## DESCRIPCIÓN DE LA TAREA
Convierte todas las filas siguientes en un CSV de dos columnas llamadas "texto" y "respuesta", con una línea por fila. Pon cada valor entre comillas dobles y cambia sus saltos de línea por espacios.

━━━━━━━━━━━━━━━━━━━━━━━━━━━━━━

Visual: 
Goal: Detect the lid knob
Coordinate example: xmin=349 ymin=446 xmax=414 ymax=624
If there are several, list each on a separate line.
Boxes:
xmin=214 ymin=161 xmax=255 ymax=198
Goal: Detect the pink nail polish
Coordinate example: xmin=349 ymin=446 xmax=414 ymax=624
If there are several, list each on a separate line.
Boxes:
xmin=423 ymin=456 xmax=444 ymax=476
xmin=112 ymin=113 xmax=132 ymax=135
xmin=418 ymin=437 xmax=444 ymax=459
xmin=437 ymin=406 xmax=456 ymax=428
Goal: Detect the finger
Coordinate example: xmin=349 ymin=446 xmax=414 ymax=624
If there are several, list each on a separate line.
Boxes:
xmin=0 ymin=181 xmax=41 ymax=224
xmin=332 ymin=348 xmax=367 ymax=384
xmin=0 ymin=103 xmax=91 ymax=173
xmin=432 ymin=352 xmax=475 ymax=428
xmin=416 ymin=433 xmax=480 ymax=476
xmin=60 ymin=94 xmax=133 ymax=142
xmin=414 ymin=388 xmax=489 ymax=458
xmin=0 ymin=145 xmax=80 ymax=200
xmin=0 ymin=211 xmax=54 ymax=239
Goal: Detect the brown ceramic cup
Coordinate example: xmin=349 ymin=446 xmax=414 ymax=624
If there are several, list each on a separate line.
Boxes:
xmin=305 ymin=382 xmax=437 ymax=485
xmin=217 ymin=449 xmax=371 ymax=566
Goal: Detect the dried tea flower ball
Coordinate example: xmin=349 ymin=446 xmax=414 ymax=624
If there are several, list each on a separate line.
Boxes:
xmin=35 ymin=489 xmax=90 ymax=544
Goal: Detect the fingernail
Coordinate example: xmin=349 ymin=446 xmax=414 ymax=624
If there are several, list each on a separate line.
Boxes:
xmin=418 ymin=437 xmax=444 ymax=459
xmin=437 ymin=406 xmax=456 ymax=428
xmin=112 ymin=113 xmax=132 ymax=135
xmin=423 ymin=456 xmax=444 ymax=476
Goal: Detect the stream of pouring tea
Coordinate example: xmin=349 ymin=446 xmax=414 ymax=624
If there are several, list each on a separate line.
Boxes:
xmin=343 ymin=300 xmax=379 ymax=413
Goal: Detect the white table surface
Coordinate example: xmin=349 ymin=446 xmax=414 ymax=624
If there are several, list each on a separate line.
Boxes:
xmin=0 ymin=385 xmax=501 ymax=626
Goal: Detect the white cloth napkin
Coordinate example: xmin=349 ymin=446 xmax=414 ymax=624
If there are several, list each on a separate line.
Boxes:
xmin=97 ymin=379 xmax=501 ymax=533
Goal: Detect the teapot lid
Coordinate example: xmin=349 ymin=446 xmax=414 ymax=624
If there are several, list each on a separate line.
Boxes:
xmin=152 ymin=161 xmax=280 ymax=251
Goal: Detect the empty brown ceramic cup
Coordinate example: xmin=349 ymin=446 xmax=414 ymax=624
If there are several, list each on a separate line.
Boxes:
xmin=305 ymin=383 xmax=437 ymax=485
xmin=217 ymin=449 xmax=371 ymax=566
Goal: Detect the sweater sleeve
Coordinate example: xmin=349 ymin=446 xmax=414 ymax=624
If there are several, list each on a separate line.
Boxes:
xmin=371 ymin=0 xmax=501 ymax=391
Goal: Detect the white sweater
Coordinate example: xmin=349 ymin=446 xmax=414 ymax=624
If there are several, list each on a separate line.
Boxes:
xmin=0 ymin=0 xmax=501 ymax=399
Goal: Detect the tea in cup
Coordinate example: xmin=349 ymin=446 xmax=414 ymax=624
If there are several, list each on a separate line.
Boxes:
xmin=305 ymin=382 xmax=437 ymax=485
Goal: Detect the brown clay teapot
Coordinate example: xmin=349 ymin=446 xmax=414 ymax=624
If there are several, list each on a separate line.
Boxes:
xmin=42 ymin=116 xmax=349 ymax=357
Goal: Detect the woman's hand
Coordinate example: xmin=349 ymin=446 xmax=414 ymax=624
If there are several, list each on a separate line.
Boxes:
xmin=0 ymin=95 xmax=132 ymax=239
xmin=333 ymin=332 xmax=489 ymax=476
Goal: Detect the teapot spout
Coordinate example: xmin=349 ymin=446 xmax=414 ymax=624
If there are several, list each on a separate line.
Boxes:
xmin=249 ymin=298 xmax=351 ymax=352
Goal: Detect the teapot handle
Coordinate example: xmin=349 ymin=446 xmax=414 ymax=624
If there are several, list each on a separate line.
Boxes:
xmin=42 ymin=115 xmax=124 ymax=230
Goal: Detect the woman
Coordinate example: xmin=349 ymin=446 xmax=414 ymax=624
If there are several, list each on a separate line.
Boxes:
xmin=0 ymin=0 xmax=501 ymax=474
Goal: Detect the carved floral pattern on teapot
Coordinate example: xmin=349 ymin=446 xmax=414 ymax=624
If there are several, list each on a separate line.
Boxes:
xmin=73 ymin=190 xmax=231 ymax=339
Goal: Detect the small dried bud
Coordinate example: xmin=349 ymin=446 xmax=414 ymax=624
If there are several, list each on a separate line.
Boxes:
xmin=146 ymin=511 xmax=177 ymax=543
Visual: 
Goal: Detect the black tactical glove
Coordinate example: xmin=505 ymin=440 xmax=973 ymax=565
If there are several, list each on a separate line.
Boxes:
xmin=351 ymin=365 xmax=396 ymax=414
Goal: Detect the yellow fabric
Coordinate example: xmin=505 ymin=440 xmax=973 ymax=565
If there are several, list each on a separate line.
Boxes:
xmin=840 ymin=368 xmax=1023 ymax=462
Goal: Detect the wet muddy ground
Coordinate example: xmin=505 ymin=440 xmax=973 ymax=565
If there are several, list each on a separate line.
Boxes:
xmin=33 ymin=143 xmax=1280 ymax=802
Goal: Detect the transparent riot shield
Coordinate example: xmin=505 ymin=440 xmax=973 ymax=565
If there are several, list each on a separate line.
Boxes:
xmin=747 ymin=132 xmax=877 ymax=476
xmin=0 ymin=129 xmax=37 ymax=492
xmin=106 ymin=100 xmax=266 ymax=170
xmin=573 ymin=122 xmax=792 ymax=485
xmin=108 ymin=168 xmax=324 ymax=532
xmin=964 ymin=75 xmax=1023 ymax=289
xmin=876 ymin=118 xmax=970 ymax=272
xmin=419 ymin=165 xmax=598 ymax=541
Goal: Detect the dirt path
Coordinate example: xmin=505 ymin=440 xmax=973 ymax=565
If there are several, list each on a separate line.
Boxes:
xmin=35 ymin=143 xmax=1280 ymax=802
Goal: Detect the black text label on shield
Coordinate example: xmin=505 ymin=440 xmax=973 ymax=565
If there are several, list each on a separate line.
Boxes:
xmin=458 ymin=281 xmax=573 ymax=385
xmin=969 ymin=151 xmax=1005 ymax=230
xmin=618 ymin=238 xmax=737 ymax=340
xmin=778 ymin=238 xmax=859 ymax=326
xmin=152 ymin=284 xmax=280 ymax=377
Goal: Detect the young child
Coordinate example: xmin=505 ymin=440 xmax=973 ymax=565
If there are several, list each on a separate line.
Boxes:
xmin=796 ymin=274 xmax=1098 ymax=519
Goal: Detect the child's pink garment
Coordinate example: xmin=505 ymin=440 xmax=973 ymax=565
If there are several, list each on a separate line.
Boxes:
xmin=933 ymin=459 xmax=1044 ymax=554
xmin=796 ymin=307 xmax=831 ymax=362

━━━━━━━━━━━━━━━━━━━━━━━━━━━━━━

## RESPUESTA ESCRITA
texto,respuesta
"Visual: Goal: Detect the lid knob Coordinate example: xmin=349 ymin=446 xmax=414 ymax=624 If there are several, list each on a separate line. Boxes:","xmin=214 ymin=161 xmax=255 ymax=198"
"Goal: Detect the pink nail polish Coordinate example: xmin=349 ymin=446 xmax=414 ymax=624 If there are several, list each on a separate line. Boxes:","xmin=423 ymin=456 xmax=444 ymax=476 xmin=112 ymin=113 xmax=132 ymax=135 xmin=418 ymin=437 xmax=444 ymax=459 xmin=437 ymin=406 xmax=456 ymax=428"
"Goal: Detect the finger Coordinate example: xmin=349 ymin=446 xmax=414 ymax=624 If there are several, list each on a separate line. Boxes:","xmin=0 ymin=181 xmax=41 ymax=224 xmin=332 ymin=348 xmax=367 ymax=384 xmin=0 ymin=103 xmax=91 ymax=173 xmin=432 ymin=352 xmax=475 ymax=428 xmin=416 ymin=433 xmax=480 ymax=476 xmin=60 ymin=94 xmax=133 ymax=142 xmin=414 ymin=388 xmax=489 ymax=458 xmin=0 ymin=145 xmax=80 ymax=200 xmin=0 ymin=211 xmax=54 ymax=239"
"Goal: Detect the brown ceramic cup Coordinate example: xmin=349 ymin=446 xmax=414 ymax=624 If there are several, list each on a separate line. Boxes:","xmin=305 ymin=382 xmax=437 ymax=485 xmin=217 ymin=449 xmax=371 ymax=566"
"Goal: Detect the dried tea flower ball Coordinate example: xmin=349 ymin=446 xmax=414 ymax=624 If there are several, list each on a separate line. Boxes:","xmin=35 ymin=489 xmax=90 ymax=544"
"Goal: Detect the fingernail Coordinate example: xmin=349 ymin=446 xmax=414 ymax=624 If there are several, list each on a separate line. Boxes:","xmin=418 ymin=437 xmax=444 ymax=459 xmin=437 ymin=406 xmax=456 ymax=428 xmin=112 ymin=113 xmax=132 ymax=135 xmin=423 ymin=456 xmax=444 ymax=476"
"Goal: Detect the stream of pouring tea Coordinate example: xmin=349 ymin=446 xmax=414 ymax=624 If there are several, list each on a separate line. Boxes:","xmin=343 ymin=300 xmax=379 ymax=413"
"Goal: Detect the white table surface Coordinate example: xmin=349 ymin=446 xmax=414 ymax=624 If there are several, list each on a separate line. Boxes:","xmin=0 ymin=385 xmax=501 ymax=626"
"Goal: Detect the white cloth napkin Coordinate example: xmin=349 ymin=446 xmax=414 ymax=624 If there are several, list each on a separate line. Boxes:","xmin=97 ymin=379 xmax=501 ymax=533"
"Goal: Detect the teapot lid Coordinate example: xmin=349 ymin=446 xmax=414 ymax=624 If there are several, list each on a separate line. Boxes:","xmin=152 ymin=161 xmax=280 ymax=251"
"Goal: Detect the empty brown ceramic cup Coordinate example: xmin=349 ymin=446 xmax=414 ymax=624 If there are several, list each on a separate line. Boxes:","xmin=305 ymin=383 xmax=437 ymax=485 xmin=217 ymin=449 xmax=371 ymax=566"
"Goal: Detect the sweater sleeve Coordinate example: xmin=349 ymin=446 xmax=414 ymax=624 If there are several, list each on a separate line. Boxes:","xmin=371 ymin=0 xmax=501 ymax=391"
"Goal: Detect the white sweater Coordinate example: xmin=349 ymin=446 xmax=414 ymax=624 If there are several, list each on a separate line. Boxes:","xmin=0 ymin=0 xmax=501 ymax=399"
"Goal: Detect the tea in cup Coordinate example: xmin=349 ymin=446 xmax=414 ymax=624 If there are several, list each on a separate line. Boxes:","xmin=305 ymin=382 xmax=437 ymax=485"
"Goal: Detect the brown clay teapot Coordinate example: xmin=349 ymin=446 xmax=414 ymax=624 If there are several, list each on a separate line. Boxes:","xmin=42 ymin=116 xmax=349 ymax=357"
"Goal: Detect the woman's hand Coordinate example: xmin=349 ymin=446 xmax=414 ymax=624 If there are several, list each on a separate line. Boxes:","xmin=0 ymin=95 xmax=132 ymax=239 xmin=333 ymin=332 xmax=489 ymax=476"
"Goal: Detect the teapot spout Coordinate example: xmin=349 ymin=446 xmax=414 ymax=624 If there are several, list each on a separate line. Boxes:","xmin=249 ymin=298 xmax=351 ymax=352"
"Goal: Detect the teapot handle Coordinate example: xmin=349 ymin=446 xmax=414 ymax=624 If there are several, list each on a separate line. Boxes:","xmin=42 ymin=115 xmax=124 ymax=230"
"Goal: Detect the woman Coordinate example: xmin=349 ymin=446 xmax=414 ymax=624 If there are several, list each on a separate line. Boxes:","xmin=0 ymin=0 xmax=501 ymax=474"
"Goal: Detect the carved floral pattern on teapot Coordinate example: xmin=349 ymin=446 xmax=414 ymax=624 If there are several, list each on a separate line. Boxes:","xmin=73 ymin=190 xmax=231 ymax=339"
"Goal: Detect the small dried bud Coordinate example: xmin=349 ymin=446 xmax=414 ymax=624 If there are several, list each on a separate line. Boxes:","xmin=146 ymin=511 xmax=177 ymax=543"
"Visual: Goal: Detect the black tactical glove Coordinate example: xmin=505 ymin=440 xmax=973 ymax=565 If there are several, list each on a separate line. Boxes:","xmin=351 ymin=365 xmax=396 ymax=414"
"Goal: Detect the yellow fabric Coordinate example: xmin=505 ymin=440 xmax=973 ymax=565 If there are several, list each on a separate line. Boxes:","xmin=840 ymin=368 xmax=1023 ymax=462"
"Goal: Detect the wet muddy ground Coordinate example: xmin=505 ymin=440 xmax=973 ymax=565 If there are several, list each on a separate line. Boxes:","xmin=33 ymin=143 xmax=1280 ymax=802"
"Goal: Detect the transparent riot shield Coordinate example: xmin=505 ymin=440 xmax=973 ymax=565 If there are several, list each on a separate line. Boxes:","xmin=747 ymin=132 xmax=877 ymax=476 xmin=0 ymin=129 xmax=37 ymax=492 xmin=106 ymin=100 xmax=266 ymax=170 xmin=573 ymin=122 xmax=792 ymax=485 xmin=108 ymin=168 xmax=324 ymax=532 xmin=964 ymin=75 xmax=1023 ymax=289 xmin=876 ymin=118 xmax=970 ymax=272 xmin=419 ymin=165 xmax=598 ymax=541"
"Goal: Detect the dirt path Coordinate example: xmin=505 ymin=440 xmax=973 ymax=565 If there are several, list each on a separate line. Boxes:","xmin=35 ymin=143 xmax=1280 ymax=802"
"Goal: Detect the black text label on shield Coordinate example: xmin=505 ymin=440 xmax=973 ymax=565 If there are several, list each on a separate line. Boxes:","xmin=458 ymin=281 xmax=573 ymax=385 xmin=969 ymin=151 xmax=1005 ymax=230 xmin=618 ymin=238 xmax=737 ymax=340 xmin=778 ymin=238 xmax=859 ymax=326 xmin=152 ymin=284 xmax=280 ymax=377"
"Goal: Detect the young child Coordinate example: xmin=505 ymin=440 xmax=973 ymax=565 If there are several, list each on a separate line. Boxes:","xmin=796 ymin=274 xmax=1098 ymax=519"
"Goal: Detect the child's pink garment Coordinate example: xmin=505 ymin=440 xmax=973 ymax=565 If there are several, list each on a separate line. Boxes:","xmin=933 ymin=459 xmax=1044 ymax=554 xmin=796 ymin=307 xmax=831 ymax=362"